Stored dataset items
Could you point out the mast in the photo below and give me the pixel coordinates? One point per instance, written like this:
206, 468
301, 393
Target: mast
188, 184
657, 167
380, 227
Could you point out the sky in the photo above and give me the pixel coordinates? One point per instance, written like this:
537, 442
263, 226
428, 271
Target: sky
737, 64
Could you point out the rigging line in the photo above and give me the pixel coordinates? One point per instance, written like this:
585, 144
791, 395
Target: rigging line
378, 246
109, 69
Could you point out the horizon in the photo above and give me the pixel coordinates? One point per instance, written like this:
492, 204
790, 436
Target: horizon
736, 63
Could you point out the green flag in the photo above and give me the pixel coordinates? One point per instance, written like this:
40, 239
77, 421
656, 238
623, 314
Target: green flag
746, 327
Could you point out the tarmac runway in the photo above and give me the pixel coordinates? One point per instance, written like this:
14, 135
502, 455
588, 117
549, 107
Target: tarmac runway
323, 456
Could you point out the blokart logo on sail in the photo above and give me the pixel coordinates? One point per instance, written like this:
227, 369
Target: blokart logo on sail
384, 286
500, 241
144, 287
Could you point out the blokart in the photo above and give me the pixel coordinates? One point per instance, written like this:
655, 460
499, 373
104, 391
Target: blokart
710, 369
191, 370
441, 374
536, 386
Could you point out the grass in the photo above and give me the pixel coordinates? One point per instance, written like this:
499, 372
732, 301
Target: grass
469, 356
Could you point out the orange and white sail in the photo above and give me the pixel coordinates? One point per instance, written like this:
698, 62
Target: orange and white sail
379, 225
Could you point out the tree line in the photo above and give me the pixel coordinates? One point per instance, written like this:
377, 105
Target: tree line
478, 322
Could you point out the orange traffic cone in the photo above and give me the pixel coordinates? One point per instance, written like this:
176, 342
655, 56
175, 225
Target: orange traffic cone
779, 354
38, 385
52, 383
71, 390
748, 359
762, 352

REQUIREMENT:
Print all of the lines above so that each one matches its original exactly.

TASK OUTPUT:
Could you point out the mast in the photo below and give me the pixel coordinates? One point per instance, written like this:
206, 468
301, 393
Target: mast
188, 184
657, 167
380, 227
Could you point out the sky in the photo above and give me the pixel coordinates? One point per instance, written like this:
537, 442
263, 226
428, 271
Target: sky
737, 64
Could you point out the rigging line in the photo above and give me the pixel coordinates? One point per instance, written like this:
585, 144
791, 395
Target: rigging line
378, 246
109, 69
Could you point out the horizon in the photo above and give me the pixel coordinates? One point per instance, written like this:
492, 204
790, 436
Target: horizon
736, 63
Could you point out the green flag in the photo above and give me the pixel coordinates? One point per instance, written like this:
40, 239
77, 421
656, 238
623, 314
Target: green flag
746, 327
Could you point out the tarmac runway in the photo above and give me the pixel coordinates? One point per instance, written like this:
14, 135
502, 455
588, 117
549, 107
Target: tarmac runway
323, 456
Could you point out the blokart logo on sail in the photo above and give me the pixel coordinates? One point per instance, written like this:
227, 369
Target: blokart logo on sail
384, 286
500, 241
144, 287
Could you point out the blokart in the photo above and give me the pixel coordinates? One point per instance, written like this:
655, 460
499, 373
104, 391
Target: blokart
710, 369
191, 370
441, 374
536, 386
Could you point out the grass in the photo above and give me the pixel coordinates? One point per instance, written like this:
499, 372
732, 301
Target: grass
469, 356
Could you point out the orange and white sail in the photo above and give me the pixel coordinates? One point per instance, written like this:
698, 62
Target: orange and white sail
379, 225
Could you point out the tree line in the photo above and give me the pixel coordinates? One point per instance, written like this:
377, 105
Target: tree line
478, 322
Could you point out the orange traffic cone in the photo above and give me the pixel coordinates? One point per instance, written like this:
176, 342
655, 56
175, 225
Target: orange traffic cone
779, 354
38, 385
52, 383
71, 390
748, 359
762, 352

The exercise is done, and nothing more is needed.